---------- Recorded information ----------
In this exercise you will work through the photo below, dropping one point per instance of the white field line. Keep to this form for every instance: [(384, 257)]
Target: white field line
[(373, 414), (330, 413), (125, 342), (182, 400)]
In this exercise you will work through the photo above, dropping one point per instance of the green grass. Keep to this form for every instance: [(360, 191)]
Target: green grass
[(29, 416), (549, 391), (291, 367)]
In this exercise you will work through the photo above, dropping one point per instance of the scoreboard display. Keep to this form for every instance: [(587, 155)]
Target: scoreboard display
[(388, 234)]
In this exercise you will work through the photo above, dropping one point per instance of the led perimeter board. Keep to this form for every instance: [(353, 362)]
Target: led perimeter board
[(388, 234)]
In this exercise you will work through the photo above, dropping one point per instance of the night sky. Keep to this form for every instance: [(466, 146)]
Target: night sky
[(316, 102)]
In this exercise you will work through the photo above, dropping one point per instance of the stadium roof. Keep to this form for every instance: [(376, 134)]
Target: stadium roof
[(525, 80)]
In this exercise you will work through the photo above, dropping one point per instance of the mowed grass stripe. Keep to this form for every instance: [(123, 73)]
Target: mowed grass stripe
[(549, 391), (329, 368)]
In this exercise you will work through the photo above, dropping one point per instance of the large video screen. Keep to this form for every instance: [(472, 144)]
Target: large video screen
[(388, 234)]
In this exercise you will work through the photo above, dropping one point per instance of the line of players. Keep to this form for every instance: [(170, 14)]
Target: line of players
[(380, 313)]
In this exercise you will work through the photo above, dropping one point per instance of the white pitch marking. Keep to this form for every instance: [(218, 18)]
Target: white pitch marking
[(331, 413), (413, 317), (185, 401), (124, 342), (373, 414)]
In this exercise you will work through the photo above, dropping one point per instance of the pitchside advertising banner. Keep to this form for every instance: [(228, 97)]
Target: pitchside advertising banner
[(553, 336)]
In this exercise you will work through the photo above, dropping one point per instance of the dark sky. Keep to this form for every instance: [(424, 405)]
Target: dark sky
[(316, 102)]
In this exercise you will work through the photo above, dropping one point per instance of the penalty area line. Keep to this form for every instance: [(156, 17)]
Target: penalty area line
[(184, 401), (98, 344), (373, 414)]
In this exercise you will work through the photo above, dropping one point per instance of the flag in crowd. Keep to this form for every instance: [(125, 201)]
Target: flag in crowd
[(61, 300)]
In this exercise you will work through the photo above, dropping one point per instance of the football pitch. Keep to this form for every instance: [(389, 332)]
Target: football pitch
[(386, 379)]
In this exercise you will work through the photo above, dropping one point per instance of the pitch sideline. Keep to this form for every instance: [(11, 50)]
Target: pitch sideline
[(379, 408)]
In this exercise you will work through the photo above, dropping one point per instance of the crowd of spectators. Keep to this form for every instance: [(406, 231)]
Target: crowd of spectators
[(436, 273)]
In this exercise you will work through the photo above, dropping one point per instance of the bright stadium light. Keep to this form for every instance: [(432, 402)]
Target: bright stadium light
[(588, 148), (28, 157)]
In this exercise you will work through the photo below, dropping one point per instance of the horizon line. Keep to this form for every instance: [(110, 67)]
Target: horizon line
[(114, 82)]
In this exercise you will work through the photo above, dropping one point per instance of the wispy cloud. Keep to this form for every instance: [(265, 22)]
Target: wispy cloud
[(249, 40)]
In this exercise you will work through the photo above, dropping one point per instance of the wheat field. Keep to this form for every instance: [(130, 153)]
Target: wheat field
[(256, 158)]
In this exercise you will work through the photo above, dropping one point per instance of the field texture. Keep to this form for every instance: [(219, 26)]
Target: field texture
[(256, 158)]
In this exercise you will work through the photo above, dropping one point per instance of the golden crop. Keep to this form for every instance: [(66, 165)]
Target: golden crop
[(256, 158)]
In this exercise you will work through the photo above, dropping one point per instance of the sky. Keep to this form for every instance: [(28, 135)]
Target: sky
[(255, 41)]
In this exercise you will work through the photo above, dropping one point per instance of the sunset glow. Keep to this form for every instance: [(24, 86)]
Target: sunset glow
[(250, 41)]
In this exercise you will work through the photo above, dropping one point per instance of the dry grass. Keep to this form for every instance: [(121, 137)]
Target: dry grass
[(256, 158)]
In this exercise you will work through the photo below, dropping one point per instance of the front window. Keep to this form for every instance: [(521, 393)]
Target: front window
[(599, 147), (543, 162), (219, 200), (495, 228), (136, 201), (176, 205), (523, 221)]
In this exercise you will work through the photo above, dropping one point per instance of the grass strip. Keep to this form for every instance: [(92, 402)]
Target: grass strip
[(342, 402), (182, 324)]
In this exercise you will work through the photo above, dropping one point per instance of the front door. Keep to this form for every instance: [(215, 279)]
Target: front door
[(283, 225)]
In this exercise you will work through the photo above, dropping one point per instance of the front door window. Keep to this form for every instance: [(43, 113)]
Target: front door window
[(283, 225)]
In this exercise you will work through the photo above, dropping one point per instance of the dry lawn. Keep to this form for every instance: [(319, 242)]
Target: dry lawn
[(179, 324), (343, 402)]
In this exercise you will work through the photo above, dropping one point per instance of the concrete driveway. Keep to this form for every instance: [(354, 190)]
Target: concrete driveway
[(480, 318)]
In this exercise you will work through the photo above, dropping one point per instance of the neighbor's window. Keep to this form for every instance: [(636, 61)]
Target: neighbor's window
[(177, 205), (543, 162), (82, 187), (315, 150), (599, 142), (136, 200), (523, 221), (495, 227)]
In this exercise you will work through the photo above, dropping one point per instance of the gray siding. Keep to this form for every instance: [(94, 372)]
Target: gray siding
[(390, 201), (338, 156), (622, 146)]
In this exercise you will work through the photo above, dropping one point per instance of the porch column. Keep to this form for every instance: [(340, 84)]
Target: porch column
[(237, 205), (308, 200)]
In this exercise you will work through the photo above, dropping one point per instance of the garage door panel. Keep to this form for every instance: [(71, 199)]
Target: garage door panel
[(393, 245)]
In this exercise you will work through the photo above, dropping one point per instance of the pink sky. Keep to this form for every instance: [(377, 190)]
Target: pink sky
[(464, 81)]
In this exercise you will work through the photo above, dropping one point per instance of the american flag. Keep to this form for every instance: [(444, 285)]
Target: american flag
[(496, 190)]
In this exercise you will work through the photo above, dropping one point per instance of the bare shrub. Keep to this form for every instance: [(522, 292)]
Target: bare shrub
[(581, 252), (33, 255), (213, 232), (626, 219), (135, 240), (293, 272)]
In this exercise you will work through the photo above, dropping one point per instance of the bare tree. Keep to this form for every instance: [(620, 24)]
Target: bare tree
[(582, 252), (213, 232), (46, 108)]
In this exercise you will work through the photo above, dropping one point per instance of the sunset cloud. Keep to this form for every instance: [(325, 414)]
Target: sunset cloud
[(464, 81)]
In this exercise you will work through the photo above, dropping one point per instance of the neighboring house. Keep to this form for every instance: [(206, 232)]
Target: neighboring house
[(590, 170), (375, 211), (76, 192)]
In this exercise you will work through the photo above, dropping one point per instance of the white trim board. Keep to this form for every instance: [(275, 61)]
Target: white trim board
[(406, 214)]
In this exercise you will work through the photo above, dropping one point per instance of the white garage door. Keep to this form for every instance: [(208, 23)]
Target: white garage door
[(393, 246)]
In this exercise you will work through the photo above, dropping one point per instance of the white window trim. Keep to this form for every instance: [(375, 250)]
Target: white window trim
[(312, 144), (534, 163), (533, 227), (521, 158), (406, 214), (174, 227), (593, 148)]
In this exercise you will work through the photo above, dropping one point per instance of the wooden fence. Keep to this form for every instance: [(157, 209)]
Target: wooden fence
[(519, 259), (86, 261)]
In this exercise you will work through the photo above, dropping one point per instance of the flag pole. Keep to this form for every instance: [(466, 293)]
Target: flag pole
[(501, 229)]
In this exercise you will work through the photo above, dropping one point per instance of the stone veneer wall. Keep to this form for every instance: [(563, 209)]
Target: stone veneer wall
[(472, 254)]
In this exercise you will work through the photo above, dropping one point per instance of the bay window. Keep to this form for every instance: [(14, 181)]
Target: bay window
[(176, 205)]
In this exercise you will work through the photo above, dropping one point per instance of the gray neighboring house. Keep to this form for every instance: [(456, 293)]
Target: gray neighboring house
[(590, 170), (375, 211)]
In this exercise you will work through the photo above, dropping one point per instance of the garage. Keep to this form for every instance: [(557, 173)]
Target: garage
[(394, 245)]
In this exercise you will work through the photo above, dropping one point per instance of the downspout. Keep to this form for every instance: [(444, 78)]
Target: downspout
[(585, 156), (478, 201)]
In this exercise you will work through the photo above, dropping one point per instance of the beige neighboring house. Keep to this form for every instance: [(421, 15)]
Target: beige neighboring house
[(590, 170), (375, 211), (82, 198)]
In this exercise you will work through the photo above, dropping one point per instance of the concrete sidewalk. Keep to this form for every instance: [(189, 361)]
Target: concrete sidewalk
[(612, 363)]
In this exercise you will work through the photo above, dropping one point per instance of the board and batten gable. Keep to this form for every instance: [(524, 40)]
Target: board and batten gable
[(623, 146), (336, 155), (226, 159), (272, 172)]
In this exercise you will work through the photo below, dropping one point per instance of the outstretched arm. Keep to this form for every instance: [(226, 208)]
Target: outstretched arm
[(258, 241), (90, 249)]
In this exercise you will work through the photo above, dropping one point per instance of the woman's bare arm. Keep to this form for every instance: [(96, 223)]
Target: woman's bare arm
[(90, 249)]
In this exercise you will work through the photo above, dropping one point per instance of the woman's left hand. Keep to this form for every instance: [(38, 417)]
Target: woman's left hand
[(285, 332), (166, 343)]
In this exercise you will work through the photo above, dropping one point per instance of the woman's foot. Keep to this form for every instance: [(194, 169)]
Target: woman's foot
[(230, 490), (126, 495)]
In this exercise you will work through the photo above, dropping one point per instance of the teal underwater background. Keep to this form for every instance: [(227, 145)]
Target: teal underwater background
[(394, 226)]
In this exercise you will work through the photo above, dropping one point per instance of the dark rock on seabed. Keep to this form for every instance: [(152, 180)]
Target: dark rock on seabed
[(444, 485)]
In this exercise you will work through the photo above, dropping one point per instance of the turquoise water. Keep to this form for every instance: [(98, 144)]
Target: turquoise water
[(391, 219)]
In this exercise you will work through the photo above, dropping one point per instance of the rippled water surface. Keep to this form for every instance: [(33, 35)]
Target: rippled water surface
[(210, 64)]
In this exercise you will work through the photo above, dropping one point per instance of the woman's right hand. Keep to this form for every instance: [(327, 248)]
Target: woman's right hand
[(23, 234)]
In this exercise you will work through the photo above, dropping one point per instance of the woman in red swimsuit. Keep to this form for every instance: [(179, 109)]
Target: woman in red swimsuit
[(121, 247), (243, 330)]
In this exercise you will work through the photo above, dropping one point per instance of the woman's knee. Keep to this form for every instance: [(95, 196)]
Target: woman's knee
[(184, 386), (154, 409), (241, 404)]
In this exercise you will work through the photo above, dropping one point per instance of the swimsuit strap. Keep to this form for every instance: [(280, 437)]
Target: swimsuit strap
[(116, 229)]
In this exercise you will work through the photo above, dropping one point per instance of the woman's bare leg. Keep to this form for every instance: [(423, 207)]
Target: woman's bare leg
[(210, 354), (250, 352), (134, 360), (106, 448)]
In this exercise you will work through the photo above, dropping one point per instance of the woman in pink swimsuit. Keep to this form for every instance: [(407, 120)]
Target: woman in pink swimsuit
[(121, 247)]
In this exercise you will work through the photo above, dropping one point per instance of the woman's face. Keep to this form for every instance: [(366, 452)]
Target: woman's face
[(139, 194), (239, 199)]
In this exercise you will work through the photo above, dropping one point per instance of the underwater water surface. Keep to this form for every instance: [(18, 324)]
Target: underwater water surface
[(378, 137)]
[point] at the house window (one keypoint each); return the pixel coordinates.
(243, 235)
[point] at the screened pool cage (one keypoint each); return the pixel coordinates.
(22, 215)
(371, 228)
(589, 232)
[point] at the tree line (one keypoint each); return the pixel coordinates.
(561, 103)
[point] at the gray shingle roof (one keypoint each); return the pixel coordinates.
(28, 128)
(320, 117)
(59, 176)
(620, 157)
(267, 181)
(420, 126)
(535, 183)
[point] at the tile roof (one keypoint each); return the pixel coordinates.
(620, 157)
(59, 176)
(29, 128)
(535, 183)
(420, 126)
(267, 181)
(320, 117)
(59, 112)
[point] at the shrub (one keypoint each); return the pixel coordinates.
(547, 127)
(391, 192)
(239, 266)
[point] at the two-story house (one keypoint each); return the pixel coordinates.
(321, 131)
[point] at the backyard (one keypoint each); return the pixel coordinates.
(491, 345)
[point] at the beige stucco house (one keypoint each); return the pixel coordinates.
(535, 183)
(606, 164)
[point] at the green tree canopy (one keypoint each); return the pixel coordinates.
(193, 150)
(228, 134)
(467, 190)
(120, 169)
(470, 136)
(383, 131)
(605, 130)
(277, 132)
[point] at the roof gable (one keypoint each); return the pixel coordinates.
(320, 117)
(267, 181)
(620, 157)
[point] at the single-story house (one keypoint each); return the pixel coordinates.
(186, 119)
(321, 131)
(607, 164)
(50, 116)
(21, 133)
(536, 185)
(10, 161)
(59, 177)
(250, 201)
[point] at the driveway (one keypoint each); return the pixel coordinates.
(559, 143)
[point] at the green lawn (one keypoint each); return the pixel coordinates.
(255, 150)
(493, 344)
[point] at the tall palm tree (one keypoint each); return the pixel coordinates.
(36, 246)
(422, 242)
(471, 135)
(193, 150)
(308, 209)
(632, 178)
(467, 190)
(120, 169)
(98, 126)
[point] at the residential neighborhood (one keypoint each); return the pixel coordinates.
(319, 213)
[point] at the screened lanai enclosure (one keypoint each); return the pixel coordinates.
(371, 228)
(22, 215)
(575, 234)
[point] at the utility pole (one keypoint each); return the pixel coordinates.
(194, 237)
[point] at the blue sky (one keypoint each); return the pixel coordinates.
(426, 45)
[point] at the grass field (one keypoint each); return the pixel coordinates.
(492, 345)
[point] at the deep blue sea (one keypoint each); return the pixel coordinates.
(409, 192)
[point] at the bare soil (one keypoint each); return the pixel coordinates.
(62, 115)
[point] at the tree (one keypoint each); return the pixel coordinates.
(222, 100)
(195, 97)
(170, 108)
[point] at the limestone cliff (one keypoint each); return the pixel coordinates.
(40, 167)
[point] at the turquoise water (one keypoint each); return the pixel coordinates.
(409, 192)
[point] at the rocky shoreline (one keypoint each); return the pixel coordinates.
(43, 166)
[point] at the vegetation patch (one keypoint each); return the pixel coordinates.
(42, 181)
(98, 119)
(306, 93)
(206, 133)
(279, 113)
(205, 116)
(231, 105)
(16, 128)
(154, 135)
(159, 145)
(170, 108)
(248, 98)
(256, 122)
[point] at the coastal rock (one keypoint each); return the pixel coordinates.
----------
* What the task asks *
Reproduce the material starting at the line that contains "instance: [(94, 372)]" and ending at the line that contains "[(590, 170), (375, 211), (76, 192)]", substituting "porch post" for "porch column" and leaving everything else as it is.

* Exercise result *
In this exercise you will work through the photo above, dropping one point per instance of the gray siding. Keep to this form for every instance: [(94, 372)]
Target: gray siding
[(390, 201), (338, 156), (622, 146)]
In this exercise you will work through the photo above, dropping one point per instance of the porch post. Keep to this form for every instance: [(340, 84)]
Target: porch post
[(237, 205), (308, 200)]
In this exercise you will work through the photo above, dropping one point per instance of the garage door panel. Keep to this form for every instance: [(71, 199)]
Target: garage door panel
[(393, 245)]
In this exercise you will work through the photo above, dropping one point per instance of the pink sky. Keep to this form for every instance: [(377, 190)]
Target: pink sky
[(464, 81)]
In this exercise you will work through the photo above, dropping one point per instance of the american flag. Keep to this form for every instance: [(444, 285)]
Target: american flag
[(496, 190)]
In this exercise you will work through the photo above, dropping one point per instance of the bare shrub. Keep to this form for every instance: [(522, 292)]
Target: bare shrub
[(581, 252), (33, 255), (213, 232), (626, 219), (135, 240), (293, 272)]
In this exercise you will work through the photo above, dropping one point per instance of the bare tree. Keep to this form for every instance: [(620, 24)]
Target: bare tree
[(582, 252), (213, 232), (46, 108)]
In this exercise you will work through the photo above, dropping one point per instance of the sunset cloud. Keep to this form for every instance: [(325, 414)]
Target: sunset cloud
[(464, 81)]
In this exercise you will work through the photo above, dropping one point per instance of the neighboring house. Keep to this form for every instance: [(206, 232)]
Target: neighboring house
[(590, 170), (375, 211), (76, 192)]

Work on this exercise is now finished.